### SOURCE EXTRACT:
.....

# I think i met someone really special, thnx sas :)



## shyguydan (Dec 30, 2004)

Well an update on my condition of sa and depression.... IT IS FINALLY GONE, I COULD NOT BE SO HAPPY IN MY LIFE NOW!! :thanks , and going out lots and meeting new people, well actually that is why i wanted to write this related topic in here... i meet this girl who is also battling sa and depression... ASHTON, if that rings n e bells to anyone and I would like to say she is amazingly stunning girl and she is so adorable and i think that we hit it off in a right step here, what else can i say about her, that she has the nicest blue eyes i have ever seen and when you look into them, u just melt, she is a great girl, and i will be looking forward to getting to know her more and chillin with her, we are going to be getting piercings(well me) and she is getting a belly button ring tommorow, so it will be fun, n e ways thats my story right now, I am hoping she feels better from her sa soon, but hanging out with me, might do the trick, i hope.


----------



## Ashton (Jul 10, 2004)

Thanx ur an Awesome person.For the past couple of days we've been doing really fun things together like, today we went to a seafood restaurant, shopping for me (him and his friend actually really enjoyed helping me) and just go driving with good music turned up loud it's Wicked!
Reading this i remember that he gives me, the same feeling that all of you guys gives me here on sas. Dan ur a super sweet person and you proved it for real too, it makes you believe that there is alot of you other guys out there waiting to meet me, real and sweet.
Shyguydan u are probably one of the best friends to have.


----------



## David1976 (Nov 8, 2003)

I love love!!


----------



## ghostgurl (Sep 20, 2004)

Congrats! :banana


----------



## emptybottle (Jan 3, 2005)

Awwww!! :clap Did you meet at SAS?


----------



## missnat84 (Dec 31, 2004)

thats great


----------



## Anatomica (May 23, 2005)

awesome! :yay :clap :banana opcorn 

keep us updated on your progress


----------



## meggiehamilton (Nov 12, 2003)

Thats fantastic news! :banana


----------



## Jennn (Sep 7, 2005)

this is awesom!! what a happy news!! I feel so happy for you guys. ^__^


----------



## millenniumman75 (Feb 4, 2005)

Way to go, ShyguyDan and Ashton!

:boogie :boogie :boogie!


----------



## gejj (Jun 10, 2005)

congratulations you 2! :clap


----------



## Ashton (Jul 10, 2004)

emptybottle said:


> Awwww!! :clap Did you meet at SAS?


yep!


----------

.....

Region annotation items
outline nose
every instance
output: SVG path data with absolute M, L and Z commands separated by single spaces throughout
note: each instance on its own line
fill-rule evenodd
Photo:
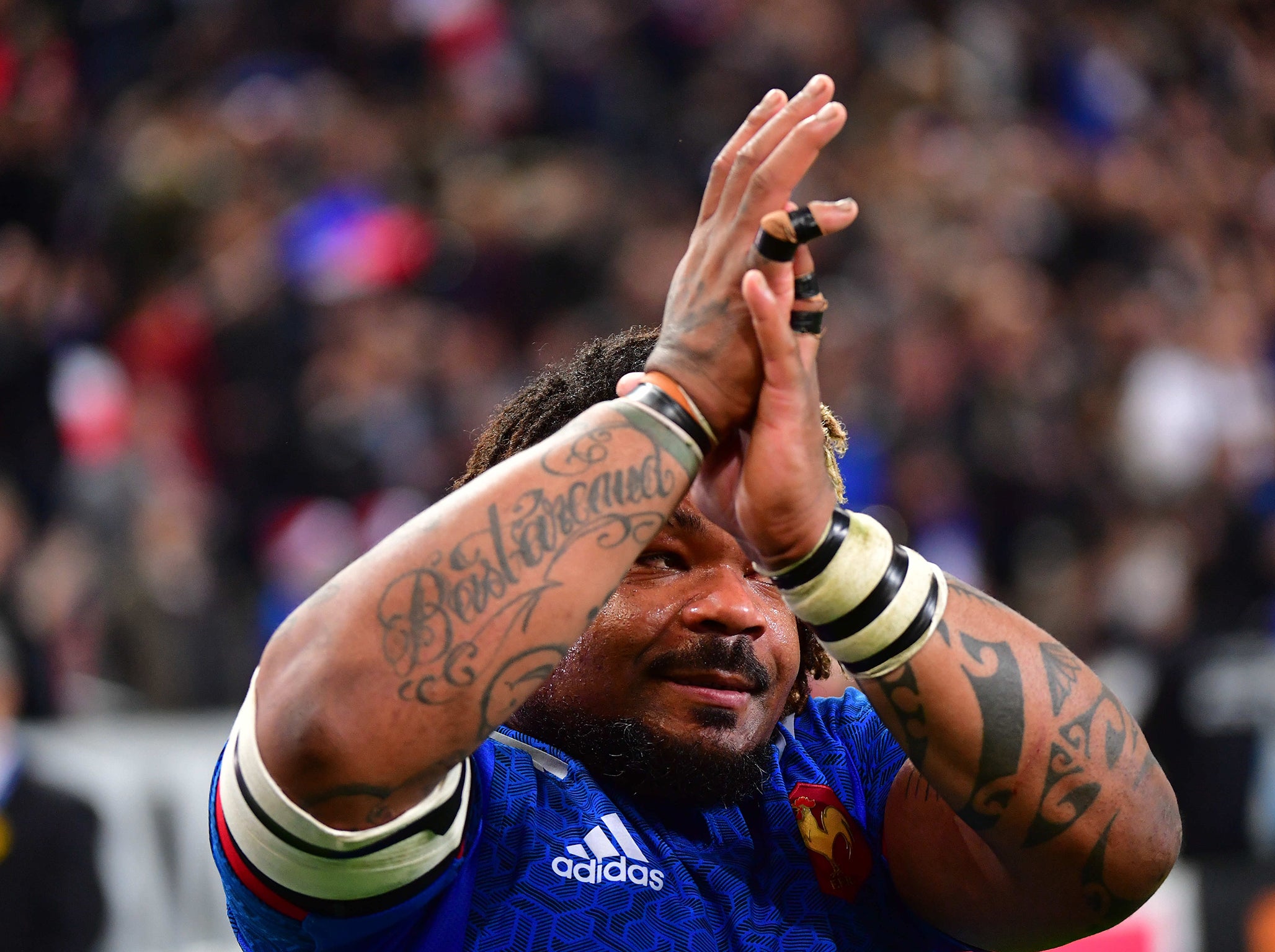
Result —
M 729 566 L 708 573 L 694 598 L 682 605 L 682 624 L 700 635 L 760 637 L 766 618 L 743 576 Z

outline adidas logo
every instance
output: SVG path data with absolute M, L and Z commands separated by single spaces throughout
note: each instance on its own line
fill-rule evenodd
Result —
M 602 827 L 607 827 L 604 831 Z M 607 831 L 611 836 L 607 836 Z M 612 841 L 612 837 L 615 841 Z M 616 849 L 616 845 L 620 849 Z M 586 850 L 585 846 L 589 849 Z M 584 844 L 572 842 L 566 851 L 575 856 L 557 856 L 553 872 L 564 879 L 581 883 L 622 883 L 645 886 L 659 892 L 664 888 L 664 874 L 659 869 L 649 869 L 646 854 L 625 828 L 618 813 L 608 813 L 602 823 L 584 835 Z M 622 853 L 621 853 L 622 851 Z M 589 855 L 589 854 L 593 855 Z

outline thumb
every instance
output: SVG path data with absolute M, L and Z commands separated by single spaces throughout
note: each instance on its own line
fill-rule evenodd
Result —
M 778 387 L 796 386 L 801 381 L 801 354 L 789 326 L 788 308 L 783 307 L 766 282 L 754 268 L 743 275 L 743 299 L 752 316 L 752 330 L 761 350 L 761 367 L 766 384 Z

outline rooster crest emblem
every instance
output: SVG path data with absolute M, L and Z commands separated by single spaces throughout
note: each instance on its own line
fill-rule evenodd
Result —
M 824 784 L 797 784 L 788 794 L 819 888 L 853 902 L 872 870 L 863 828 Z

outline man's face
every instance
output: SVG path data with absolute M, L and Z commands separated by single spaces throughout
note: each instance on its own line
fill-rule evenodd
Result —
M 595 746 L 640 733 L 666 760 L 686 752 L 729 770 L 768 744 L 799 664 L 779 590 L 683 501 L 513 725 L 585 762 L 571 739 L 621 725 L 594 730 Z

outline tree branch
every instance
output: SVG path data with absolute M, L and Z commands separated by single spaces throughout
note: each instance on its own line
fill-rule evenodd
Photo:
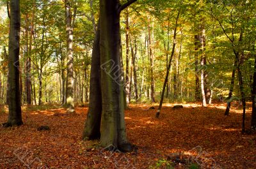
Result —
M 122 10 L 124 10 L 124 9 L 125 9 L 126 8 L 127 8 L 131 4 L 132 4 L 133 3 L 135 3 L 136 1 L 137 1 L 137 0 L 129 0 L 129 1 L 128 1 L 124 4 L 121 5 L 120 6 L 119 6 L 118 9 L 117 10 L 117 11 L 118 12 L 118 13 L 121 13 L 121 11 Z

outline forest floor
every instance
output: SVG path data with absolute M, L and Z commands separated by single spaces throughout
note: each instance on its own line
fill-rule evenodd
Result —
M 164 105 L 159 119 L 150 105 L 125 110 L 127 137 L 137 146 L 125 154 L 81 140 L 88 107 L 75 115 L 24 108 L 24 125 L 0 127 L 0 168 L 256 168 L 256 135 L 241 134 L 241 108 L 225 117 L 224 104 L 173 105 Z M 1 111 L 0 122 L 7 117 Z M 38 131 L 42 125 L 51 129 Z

.....

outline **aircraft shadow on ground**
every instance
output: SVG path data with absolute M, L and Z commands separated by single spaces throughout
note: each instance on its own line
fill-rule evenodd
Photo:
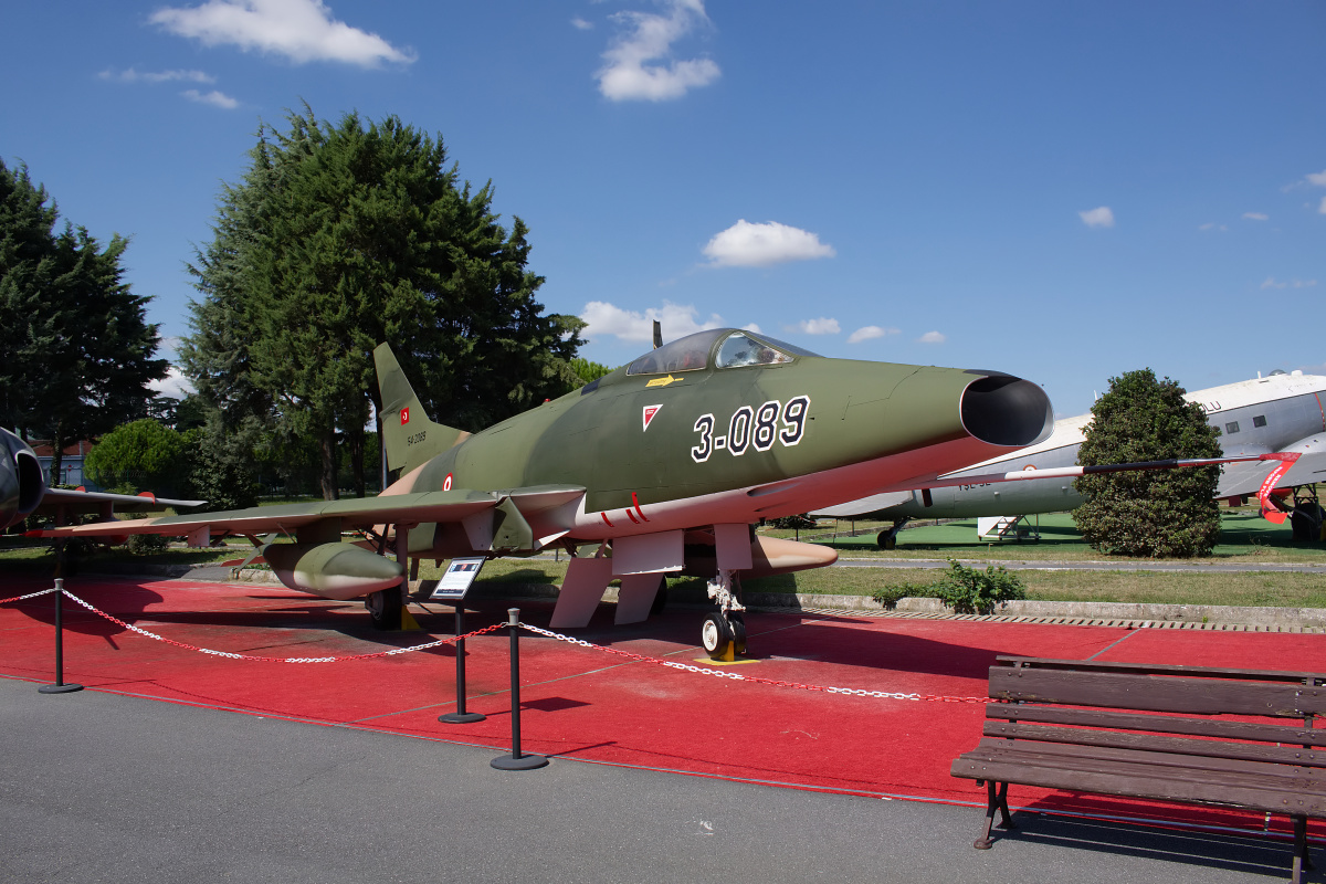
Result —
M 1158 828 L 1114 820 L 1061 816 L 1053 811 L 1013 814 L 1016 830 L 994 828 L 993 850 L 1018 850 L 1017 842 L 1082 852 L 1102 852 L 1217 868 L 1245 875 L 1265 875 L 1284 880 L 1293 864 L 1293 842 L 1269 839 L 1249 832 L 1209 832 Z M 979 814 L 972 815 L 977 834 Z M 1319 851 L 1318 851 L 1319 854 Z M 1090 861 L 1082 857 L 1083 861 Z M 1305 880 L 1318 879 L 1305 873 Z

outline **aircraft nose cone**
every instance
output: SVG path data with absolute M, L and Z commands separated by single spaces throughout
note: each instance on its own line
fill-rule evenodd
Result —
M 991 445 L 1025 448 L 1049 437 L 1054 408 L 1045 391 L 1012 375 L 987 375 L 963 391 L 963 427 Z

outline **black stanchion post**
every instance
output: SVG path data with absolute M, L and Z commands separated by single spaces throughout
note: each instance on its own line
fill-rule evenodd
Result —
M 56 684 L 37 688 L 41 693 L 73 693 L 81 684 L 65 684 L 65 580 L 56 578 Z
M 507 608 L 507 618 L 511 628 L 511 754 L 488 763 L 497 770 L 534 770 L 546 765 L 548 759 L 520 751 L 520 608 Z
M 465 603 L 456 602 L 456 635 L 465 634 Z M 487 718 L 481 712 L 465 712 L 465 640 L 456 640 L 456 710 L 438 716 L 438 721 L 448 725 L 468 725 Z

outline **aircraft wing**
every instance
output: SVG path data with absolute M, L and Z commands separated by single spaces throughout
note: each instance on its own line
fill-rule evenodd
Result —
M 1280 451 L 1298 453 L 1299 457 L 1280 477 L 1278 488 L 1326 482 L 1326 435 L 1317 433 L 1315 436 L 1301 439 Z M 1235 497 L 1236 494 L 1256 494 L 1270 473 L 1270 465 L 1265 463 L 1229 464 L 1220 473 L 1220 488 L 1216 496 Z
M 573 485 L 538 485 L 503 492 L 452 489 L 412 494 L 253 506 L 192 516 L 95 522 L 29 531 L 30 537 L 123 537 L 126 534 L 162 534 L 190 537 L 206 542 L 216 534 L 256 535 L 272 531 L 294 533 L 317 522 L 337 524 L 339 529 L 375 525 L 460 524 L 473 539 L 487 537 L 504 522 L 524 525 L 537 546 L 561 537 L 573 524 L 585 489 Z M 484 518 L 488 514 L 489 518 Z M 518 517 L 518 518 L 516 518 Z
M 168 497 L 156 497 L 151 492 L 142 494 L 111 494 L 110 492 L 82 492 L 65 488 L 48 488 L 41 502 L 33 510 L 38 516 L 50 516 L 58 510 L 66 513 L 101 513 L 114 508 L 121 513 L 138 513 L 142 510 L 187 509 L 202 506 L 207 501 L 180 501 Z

.....

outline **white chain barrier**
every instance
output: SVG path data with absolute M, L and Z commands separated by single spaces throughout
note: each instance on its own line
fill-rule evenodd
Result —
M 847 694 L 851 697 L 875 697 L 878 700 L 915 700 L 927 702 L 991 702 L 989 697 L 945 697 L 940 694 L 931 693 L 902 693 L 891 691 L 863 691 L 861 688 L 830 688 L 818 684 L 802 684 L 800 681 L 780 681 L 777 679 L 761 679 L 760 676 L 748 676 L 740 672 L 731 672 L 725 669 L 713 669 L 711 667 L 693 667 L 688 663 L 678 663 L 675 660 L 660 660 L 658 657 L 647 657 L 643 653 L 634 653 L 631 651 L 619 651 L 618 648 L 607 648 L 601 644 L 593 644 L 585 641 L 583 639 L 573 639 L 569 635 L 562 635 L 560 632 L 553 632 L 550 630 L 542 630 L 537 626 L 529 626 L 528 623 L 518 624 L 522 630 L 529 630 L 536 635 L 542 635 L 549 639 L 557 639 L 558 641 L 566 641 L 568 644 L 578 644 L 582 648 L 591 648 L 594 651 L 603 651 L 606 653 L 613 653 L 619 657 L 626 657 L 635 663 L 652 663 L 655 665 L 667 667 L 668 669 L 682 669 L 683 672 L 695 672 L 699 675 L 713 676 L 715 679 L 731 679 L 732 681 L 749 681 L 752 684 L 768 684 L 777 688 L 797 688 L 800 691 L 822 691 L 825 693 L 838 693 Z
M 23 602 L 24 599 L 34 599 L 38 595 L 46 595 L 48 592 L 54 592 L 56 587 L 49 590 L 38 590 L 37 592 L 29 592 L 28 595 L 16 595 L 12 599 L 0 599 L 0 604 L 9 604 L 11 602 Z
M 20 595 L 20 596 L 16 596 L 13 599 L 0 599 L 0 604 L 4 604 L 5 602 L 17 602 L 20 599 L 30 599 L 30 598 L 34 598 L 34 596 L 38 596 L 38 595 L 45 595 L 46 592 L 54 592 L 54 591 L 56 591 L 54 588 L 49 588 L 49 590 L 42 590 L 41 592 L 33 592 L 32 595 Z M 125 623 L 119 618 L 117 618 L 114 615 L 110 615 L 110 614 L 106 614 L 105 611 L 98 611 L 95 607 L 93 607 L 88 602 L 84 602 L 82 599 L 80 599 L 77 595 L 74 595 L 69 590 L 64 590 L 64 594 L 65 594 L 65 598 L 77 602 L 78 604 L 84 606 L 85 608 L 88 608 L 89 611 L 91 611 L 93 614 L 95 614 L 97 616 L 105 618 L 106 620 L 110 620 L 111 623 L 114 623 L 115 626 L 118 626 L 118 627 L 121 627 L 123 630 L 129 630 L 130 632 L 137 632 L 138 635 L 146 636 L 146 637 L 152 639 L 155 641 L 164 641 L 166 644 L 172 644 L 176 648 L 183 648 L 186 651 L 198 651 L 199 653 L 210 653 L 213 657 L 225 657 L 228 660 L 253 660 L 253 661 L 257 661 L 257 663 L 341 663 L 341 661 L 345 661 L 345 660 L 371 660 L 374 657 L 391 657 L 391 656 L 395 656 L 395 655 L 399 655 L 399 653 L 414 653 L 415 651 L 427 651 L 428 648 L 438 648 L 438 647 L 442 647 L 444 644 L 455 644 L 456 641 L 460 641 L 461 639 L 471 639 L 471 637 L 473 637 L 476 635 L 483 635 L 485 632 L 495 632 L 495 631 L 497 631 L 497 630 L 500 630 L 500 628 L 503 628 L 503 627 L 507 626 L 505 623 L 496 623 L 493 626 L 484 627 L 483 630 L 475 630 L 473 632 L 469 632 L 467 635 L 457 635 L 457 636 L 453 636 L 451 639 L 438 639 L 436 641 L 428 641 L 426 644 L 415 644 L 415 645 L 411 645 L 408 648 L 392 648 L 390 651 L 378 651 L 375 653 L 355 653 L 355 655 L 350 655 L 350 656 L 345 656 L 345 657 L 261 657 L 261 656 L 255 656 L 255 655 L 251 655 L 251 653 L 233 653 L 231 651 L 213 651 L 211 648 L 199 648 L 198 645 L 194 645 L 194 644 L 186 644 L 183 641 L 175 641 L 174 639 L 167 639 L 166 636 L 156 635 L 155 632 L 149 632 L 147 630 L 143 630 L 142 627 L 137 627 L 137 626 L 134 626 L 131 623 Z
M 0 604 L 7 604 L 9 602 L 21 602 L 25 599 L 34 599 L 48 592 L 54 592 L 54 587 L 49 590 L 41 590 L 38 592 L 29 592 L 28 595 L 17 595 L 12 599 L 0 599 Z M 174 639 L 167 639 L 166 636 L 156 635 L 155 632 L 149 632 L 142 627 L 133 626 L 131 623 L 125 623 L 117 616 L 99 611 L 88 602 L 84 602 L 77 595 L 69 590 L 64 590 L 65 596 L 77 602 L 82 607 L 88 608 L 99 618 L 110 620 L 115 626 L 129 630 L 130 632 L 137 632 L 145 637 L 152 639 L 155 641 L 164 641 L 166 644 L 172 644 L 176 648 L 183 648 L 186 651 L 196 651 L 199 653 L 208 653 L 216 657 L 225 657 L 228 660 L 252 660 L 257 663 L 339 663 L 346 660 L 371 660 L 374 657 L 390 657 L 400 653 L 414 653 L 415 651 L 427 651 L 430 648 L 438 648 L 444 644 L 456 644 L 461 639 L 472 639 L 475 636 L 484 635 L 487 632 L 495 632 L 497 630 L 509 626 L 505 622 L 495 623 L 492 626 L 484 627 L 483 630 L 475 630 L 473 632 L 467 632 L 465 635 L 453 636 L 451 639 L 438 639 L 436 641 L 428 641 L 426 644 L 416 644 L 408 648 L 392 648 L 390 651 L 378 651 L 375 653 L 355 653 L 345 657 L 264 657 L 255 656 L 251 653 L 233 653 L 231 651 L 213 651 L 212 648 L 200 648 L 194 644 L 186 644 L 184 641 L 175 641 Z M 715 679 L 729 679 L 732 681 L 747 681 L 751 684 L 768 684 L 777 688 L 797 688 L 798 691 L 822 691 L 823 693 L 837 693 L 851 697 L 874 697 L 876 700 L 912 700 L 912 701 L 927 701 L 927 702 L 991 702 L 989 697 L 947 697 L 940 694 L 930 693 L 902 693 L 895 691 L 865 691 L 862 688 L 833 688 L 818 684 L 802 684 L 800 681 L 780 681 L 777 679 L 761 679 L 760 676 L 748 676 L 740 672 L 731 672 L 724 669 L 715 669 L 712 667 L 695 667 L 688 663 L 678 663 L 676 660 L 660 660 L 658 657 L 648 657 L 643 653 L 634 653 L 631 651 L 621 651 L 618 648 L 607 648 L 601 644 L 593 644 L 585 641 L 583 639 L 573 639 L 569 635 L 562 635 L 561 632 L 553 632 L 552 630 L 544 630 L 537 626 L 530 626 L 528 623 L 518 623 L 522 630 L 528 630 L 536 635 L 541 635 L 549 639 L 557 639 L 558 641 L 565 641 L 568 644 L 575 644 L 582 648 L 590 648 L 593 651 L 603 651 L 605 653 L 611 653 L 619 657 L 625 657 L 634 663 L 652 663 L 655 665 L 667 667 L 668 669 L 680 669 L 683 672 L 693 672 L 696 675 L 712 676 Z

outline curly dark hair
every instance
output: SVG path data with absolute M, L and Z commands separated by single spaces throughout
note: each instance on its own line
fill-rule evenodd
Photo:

.....

### OBJECTIVES:
A. Copy the part of the forum thread that starts with "Thanx ur an" and ends with "friends to have.", renaming "seafood restaurant" as "pizza place".
B. Sum up the forum thread in two sentences.
The rows have nothing to do with the forum thread.

### ANSWERS BY TASK:
A.
Thanx ur an Awesome person.For the past couple of days we've been doing really fun things together like, today we went to a pizza place, shopping for me (him and his friend actually really enjoyed helping me) and just go driving with good music turned up loud it's Wicked!
Reading this i remember that he gives me, the same feeling that all of you guys gives me here on sas. Dan ur a super sweet person and you proved it for real too, it makes you believe that there is alot of you other guys out there waiting to meet me, real and sweet.
Shyguydan u are probably one of the best friends to have.

B. shyguydan says his social anxiety and depression are finally gone and tells how he met Ashton, a girl who also struggles with both, whom he praises and hopes to get to know better. Ashton answers that they have been doing fun things together and confirms they met on SAS, while other members post their congratulations.